··· SUPPLIED DATA ···

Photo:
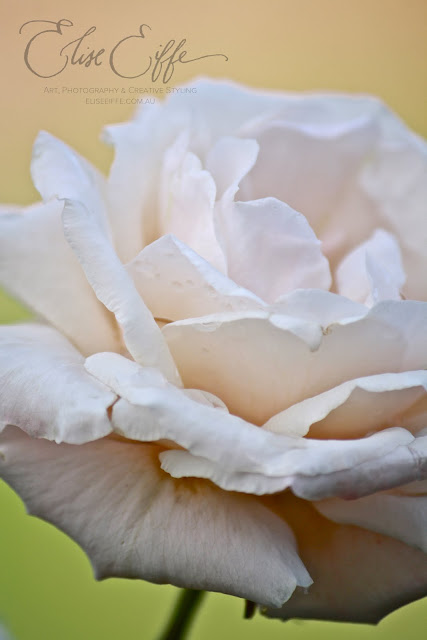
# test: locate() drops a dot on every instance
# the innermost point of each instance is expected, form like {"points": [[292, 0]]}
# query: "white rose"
{"points": [[228, 341]]}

···

WHAT TO WORK ON: Copy out, from the data above, every line holding the word "instance".

OUTPUT OF THE EXERCISE:
# test: locate() drops a dot on every instance
# the innermost point of each instance is expected, form like {"points": [[292, 0]]}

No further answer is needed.